§ Source extract
Friday, March 15, 2019

In the Kingdom of Mitch

What comes after McConnellism?

The worst political leaders have a way of unifying their opposition. George W. Bush, with utter lack of self-awareness, campaigned on the delusion he could be “a uniter, not a divider.” By the end of his presidency, the nation was united in the judgment that his two terms had been a divisive and bloody mess of war and financial calamity. When Trump’s corruption and incompetence eventually drag the economy down, he’ll face the same reckoning.

But there’s another leader who has great unifying potential. At times he seems capable of the impossible: bringing America’s centrists, liberals, and leftists into a sincere if tenuous alliance. Yes, we stand together in our mutual contempt for the loathsome, unctuous, chinless invertebrate known as Senate Majority Leader Mitch McConnell. We despised him when he made it the defining cause of his career to fend off any kind of campaign finance reform and to protect the power of the wealthy to buy whatever politicians and policies they saw fit. We despised him when he made up a new rule that prevented a twice-elected president from choosing a Supreme Court justice in his final year. We despised him as recently as last week, when he stated that a package of anti-corruption and election-reform legislation that passed the House will not get a hearing in the Senate “because I get to decide what we vote on.”

§ Data records
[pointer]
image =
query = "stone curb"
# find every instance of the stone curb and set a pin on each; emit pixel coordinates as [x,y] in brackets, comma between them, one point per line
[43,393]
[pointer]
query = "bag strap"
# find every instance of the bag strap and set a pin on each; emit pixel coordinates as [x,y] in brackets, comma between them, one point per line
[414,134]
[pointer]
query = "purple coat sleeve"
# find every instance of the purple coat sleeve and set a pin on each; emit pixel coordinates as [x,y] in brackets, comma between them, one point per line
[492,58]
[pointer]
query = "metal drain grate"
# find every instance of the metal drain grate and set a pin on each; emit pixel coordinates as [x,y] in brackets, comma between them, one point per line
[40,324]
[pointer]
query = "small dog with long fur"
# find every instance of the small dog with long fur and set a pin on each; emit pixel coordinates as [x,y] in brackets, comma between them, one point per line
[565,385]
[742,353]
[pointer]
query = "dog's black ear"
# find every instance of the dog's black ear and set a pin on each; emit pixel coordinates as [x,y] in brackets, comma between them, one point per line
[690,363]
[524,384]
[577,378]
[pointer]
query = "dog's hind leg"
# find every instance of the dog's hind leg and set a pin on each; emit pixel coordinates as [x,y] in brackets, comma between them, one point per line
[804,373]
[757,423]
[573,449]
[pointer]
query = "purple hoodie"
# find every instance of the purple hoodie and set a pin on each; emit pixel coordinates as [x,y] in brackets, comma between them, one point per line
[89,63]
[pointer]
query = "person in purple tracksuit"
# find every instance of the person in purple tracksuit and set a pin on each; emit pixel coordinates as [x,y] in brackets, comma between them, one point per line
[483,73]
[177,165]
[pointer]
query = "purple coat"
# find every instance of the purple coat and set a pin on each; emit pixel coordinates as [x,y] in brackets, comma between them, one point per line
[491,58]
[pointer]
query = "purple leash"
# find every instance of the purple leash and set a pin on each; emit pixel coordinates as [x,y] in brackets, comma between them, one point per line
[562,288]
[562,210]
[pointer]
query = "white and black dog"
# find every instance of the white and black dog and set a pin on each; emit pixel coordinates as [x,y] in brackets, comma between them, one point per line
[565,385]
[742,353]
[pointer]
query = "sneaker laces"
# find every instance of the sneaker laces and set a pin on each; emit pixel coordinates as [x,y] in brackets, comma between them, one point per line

§ Exercise requirements
Extract, word for word, the passage of the McConnell commentary between "In the Kingdom" and "the same reckoning.", inclusive. The records were taken from a separate source.

§ In response
In the Kingdom of Mitch

What comes after McConnellism?

The worst political leaders have a way of unifying their opposition. George W. Bush, with utter lack of self-awareness, campaigned on the delusion he could be “a uniter, not a divider.” By the end of his presidency, the nation was united in the judgment that his two terms had been a divisive and bloody mess of war and financial calamity. When Trump’s corruption and incompetence eventually drag the economy down, he’ll face the same reckoning.